- Your instructions -
Can you rewrite all of the material below, requests included, scaling every point coordinate in the answers by 0.35 and rounding to whole numbers with halves going up? Leave the numbers in the requests and their sample lines as they are.
START Input material
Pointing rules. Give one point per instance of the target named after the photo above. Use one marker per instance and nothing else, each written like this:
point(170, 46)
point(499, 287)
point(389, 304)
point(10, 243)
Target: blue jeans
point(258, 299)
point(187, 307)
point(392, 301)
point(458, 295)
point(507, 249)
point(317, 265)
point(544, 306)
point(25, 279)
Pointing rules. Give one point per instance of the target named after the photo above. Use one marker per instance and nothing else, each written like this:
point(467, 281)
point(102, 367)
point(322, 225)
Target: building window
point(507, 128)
END Input material
- Task output -
Pointing rules. Give one point per instance of the target named after the photo above. Use one marker per instance and nothing else, each written like this:
point(170, 46)
point(499, 287)
point(389, 304)
point(10, 243)
Target: blue jeans
point(90, 105)
point(65, 107)
point(137, 105)
point(160, 103)
point(177, 87)
point(111, 93)
point(190, 107)
point(9, 98)
Pointing rules. Give one point per instance of the target named after the photo above. Use one marker per instance and nothing else, each written like this:
point(467, 281)
point(102, 367)
point(322, 225)
Target: building window
point(177, 45)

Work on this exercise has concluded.